Not so. I worked on the rail mobile missile program. I know exactly why we dropped the idea (in fact, we thought only an idiot would even consider it and the plans were never serious)..
You dropped the idea because it was ridiculous. But we took up the nonexistent "challenge" and made mobile missile complexes. :lol: So, with what do you disagree? Your own country has not proceeded with producing mobile complexes because they're ineffective. Ours, however, did.
They operate from a bastion in the Barents Sea.
The SLBM base location is known to the US forces.
They're low patrol duration is your navy's fault. we get much better untilization out of ours.
Even with your highest intensity, it's still low. And it's not only duration of patrols, also the number of boats simultaneously out.
However, I'd point out your professionals (who are good) have made a value judgement.
Any hints as to who those professionals might be? (I hope it's not a public statement by some Min-Ob white collar) Because I have enough friends from the RVSN and also know a few people who worked on missile construction. Though we might be going into classified stuff here.
Actually not so, you kept your system around Moscow and detsroyed the British strategic deterrent in the process. In fact the Moscow ABM system has been upgraded recently. Its a pretty good system for a point defense.

Work to do ▸
[A] Answer the following from the forum exchange on missile forces:
(i) On which missile program does the writer of the opening paragraph say they worked?
(ii) From where, according to the paragraph beginning "They operate from," do the boats operate?
(iii) What does the final paragraph say has recently happened to the Moscow ABM system?
[B] Rewrite as a brief list the paragraph of the forum exchange on missile forces that begins "Any hints as to who those professionals might be?", keeping its main facts.
The listing that follows comes from a separate source and is unrelated to the forum exchange on missile forces.

Material provided ▸
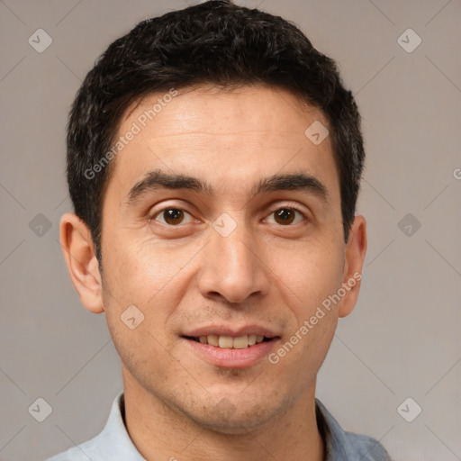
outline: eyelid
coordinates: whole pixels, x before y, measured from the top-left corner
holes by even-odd
[[[271,214],[273,214],[274,212],[276,212],[276,211],[278,210],[281,210],[281,209],[284,209],[284,208],[286,208],[286,209],[289,209],[289,210],[293,210],[294,212],[297,212],[298,213],[300,213],[303,219],[303,221],[309,221],[309,218],[308,218],[308,215],[307,215],[307,212],[305,211],[303,211],[303,207],[301,207],[297,203],[295,202],[285,202],[284,203],[276,203],[275,206],[273,207],[270,207],[270,212],[265,215],[265,220],[267,219],[268,216],[270,216]],[[183,206],[178,206],[178,205],[175,205],[175,204],[170,204],[170,205],[166,205],[166,206],[163,206],[162,208],[160,208],[159,210],[157,210],[155,212],[149,212],[148,213],[148,218],[149,218],[149,221],[150,222],[151,221],[157,221],[158,222],[159,222],[160,224],[164,225],[164,226],[167,226],[167,227],[172,227],[172,228],[178,228],[178,227],[181,227],[181,226],[184,226],[184,225],[186,225],[186,224],[190,224],[191,222],[186,222],[186,223],[180,223],[180,224],[177,224],[176,226],[174,225],[170,225],[170,224],[167,224],[167,223],[164,223],[164,222],[161,222],[161,221],[158,221],[158,220],[157,220],[157,217],[158,217],[159,215],[161,215],[162,212],[164,212],[166,210],[171,210],[171,209],[176,209],[176,210],[181,210],[182,212],[184,212],[185,213],[187,213],[189,214],[192,219],[195,219],[194,216],[193,215],[192,212],[188,212],[185,208],[184,208]],[[280,224],[282,226],[282,224]],[[294,224],[295,225],[295,224]],[[294,225],[286,225],[286,226],[283,226],[283,227],[293,227]]]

Responses to the tasks ▸
[A]
(i) The rail mobile missile program.
(ii) From a bastion in the Barents Sea.
(iii) It has been upgraded.

[B]
- Asks who the professionals mentioned might be.
- Hopes the source is not a public statement by a Min-Ob white-collar official.
- Notes having enough friends from the RVSN and knowing a few people who worked on missile construction.
- Warns that the discussion may be moving into classified matters.